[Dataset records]
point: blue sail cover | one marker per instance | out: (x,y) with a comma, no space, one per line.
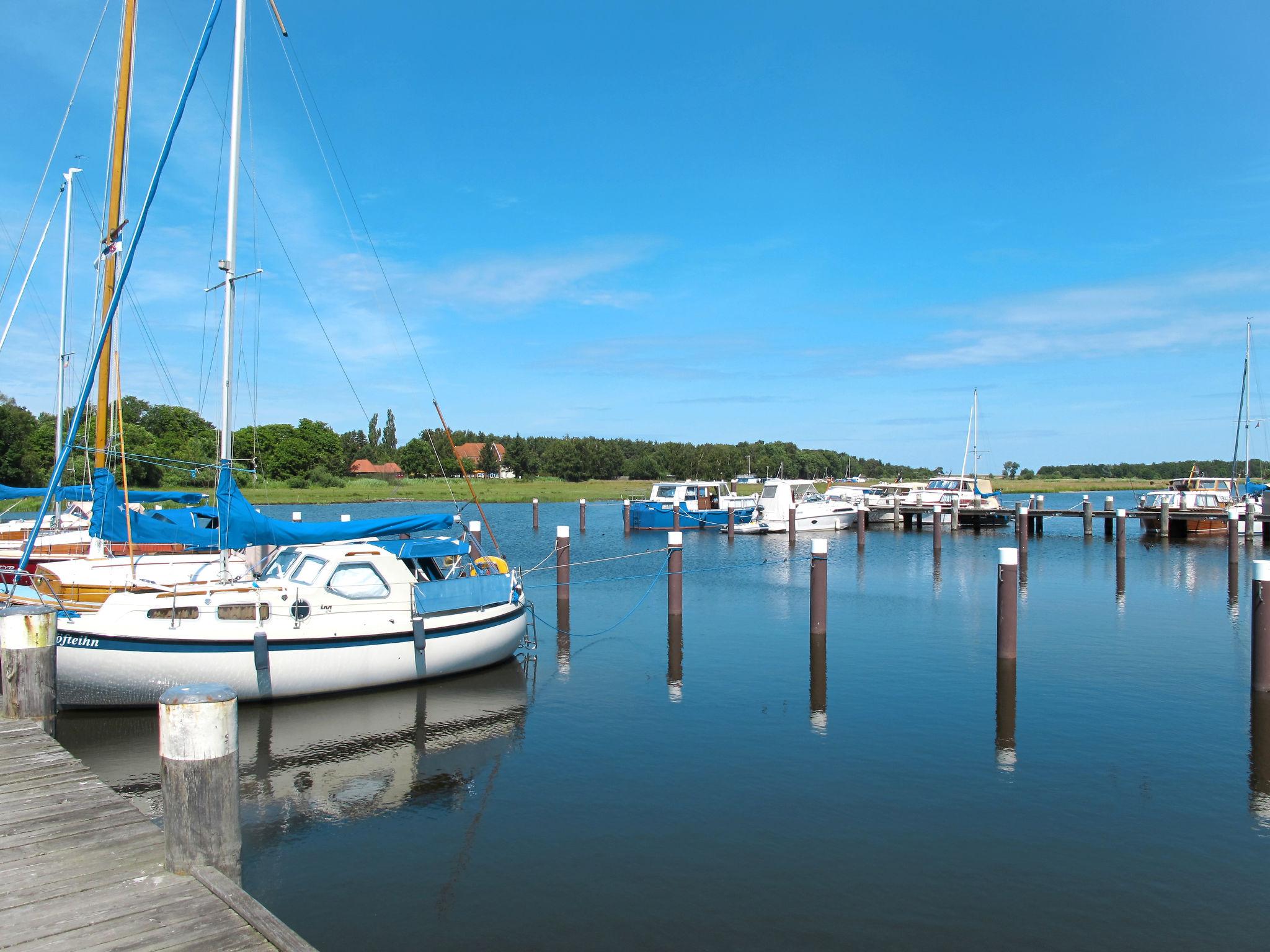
(135,495)
(111,521)
(241,526)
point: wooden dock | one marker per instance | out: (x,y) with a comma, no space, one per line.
(83,868)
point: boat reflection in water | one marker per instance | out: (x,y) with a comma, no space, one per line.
(332,759)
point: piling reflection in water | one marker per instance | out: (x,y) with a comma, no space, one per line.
(563,638)
(819,714)
(1006,756)
(675,658)
(333,759)
(1259,759)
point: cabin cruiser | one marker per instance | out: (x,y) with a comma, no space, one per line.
(700,505)
(975,503)
(812,511)
(1206,499)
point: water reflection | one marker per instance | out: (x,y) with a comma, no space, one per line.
(334,759)
(1259,759)
(1006,756)
(819,715)
(675,658)
(563,638)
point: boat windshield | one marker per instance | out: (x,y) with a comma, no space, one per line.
(281,564)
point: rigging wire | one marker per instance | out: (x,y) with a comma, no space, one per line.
(52,152)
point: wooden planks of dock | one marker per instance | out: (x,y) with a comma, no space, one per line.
(82,868)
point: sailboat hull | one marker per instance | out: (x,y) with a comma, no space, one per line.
(112,671)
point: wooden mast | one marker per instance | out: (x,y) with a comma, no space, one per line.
(113,213)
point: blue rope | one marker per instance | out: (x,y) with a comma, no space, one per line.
(620,621)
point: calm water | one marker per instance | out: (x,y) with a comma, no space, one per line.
(708,788)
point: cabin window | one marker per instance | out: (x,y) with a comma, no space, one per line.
(242,614)
(308,571)
(357,580)
(281,564)
(186,612)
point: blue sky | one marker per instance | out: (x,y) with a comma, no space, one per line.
(818,223)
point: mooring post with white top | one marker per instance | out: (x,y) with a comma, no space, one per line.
(675,575)
(1008,603)
(562,563)
(198,764)
(29,659)
(1260,625)
(819,584)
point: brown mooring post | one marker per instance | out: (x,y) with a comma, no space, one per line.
(819,584)
(1006,707)
(198,767)
(675,575)
(1008,603)
(29,659)
(562,563)
(1260,625)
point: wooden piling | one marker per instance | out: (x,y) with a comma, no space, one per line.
(562,563)
(819,584)
(675,575)
(198,764)
(29,659)
(1260,625)
(1008,603)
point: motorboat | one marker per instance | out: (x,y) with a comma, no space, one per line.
(701,505)
(812,511)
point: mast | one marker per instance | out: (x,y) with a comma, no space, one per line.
(69,175)
(231,248)
(113,211)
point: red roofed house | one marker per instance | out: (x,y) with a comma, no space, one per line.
(378,471)
(470,454)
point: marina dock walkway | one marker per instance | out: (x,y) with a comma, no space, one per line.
(82,868)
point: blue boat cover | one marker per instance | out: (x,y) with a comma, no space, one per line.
(429,547)
(241,526)
(135,495)
(463,592)
(111,521)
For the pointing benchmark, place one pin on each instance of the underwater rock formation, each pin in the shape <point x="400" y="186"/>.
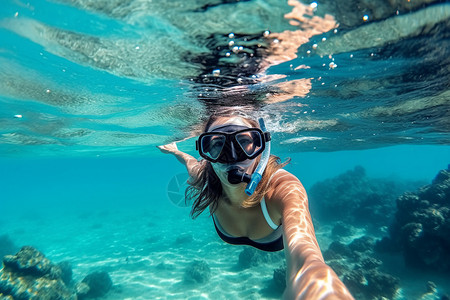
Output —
<point x="360" y="271"/>
<point x="94" y="285"/>
<point x="30" y="275"/>
<point x="197" y="272"/>
<point x="354" y="198"/>
<point x="421" y="227"/>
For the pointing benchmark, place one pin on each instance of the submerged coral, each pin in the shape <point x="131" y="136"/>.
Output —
<point x="30" y="275"/>
<point x="361" y="272"/>
<point x="421" y="227"/>
<point x="355" y="198"/>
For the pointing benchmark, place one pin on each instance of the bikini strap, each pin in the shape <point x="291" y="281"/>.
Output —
<point x="266" y="215"/>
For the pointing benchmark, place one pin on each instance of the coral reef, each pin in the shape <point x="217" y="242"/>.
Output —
<point x="361" y="272"/>
<point x="197" y="272"/>
<point x="354" y="198"/>
<point x="30" y="275"/>
<point x="421" y="227"/>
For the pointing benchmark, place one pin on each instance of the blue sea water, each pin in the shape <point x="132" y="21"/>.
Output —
<point x="89" y="89"/>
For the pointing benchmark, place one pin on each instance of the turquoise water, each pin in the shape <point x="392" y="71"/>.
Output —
<point x="88" y="89"/>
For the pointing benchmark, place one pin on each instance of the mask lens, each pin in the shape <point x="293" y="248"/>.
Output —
<point x="249" y="141"/>
<point x="212" y="145"/>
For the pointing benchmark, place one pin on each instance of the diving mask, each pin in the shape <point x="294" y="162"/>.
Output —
<point x="232" y="143"/>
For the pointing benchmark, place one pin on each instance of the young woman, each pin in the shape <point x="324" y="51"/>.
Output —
<point x="270" y="214"/>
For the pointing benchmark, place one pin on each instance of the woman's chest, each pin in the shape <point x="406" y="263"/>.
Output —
<point x="244" y="222"/>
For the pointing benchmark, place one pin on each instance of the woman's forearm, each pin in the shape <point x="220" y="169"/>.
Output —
<point x="315" y="280"/>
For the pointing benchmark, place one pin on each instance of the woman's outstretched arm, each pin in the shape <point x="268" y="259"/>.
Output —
<point x="308" y="277"/>
<point x="192" y="165"/>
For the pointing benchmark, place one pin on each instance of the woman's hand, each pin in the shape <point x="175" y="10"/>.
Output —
<point x="169" y="148"/>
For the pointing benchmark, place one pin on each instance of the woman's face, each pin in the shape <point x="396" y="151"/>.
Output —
<point x="246" y="166"/>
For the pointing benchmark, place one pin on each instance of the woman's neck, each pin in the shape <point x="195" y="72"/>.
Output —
<point x="235" y="194"/>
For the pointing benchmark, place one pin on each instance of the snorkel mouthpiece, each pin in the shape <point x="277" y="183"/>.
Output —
<point x="257" y="175"/>
<point x="236" y="176"/>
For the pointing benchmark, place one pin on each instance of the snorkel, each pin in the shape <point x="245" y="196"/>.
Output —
<point x="237" y="175"/>
<point x="257" y="175"/>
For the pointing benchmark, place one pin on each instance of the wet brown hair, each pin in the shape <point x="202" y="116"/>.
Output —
<point x="206" y="190"/>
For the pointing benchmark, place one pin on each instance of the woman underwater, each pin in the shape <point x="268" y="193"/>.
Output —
<point x="272" y="217"/>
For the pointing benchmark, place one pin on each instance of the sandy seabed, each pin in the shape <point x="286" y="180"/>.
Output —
<point x="146" y="254"/>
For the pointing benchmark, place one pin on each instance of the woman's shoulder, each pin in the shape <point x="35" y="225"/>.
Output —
<point x="281" y="176"/>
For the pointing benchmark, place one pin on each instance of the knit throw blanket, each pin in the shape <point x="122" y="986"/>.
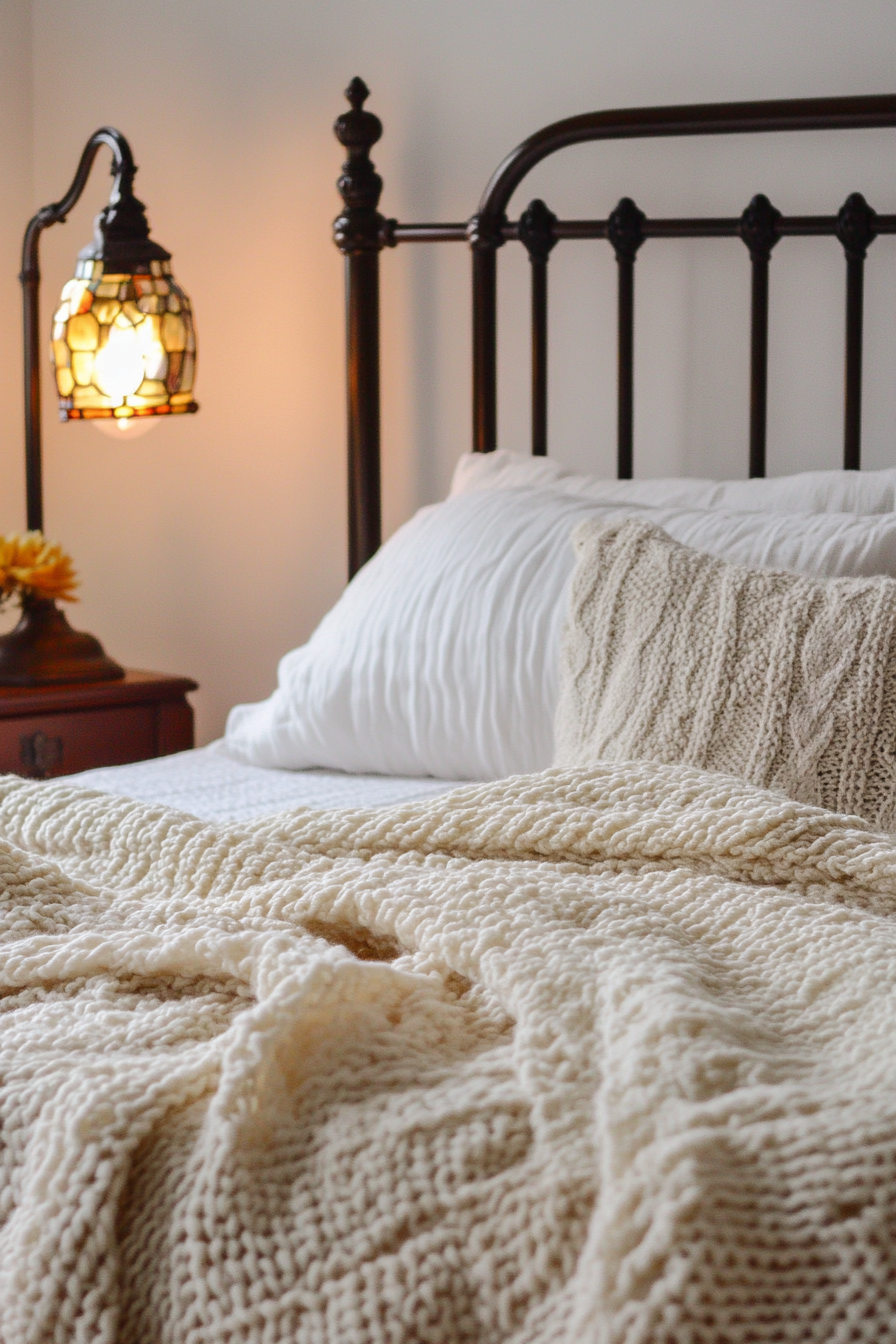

**The exercise**
How many lines of the entries above contain the string "cabin", matching case exactly? Reply with the number alone.

**Result of the task**
2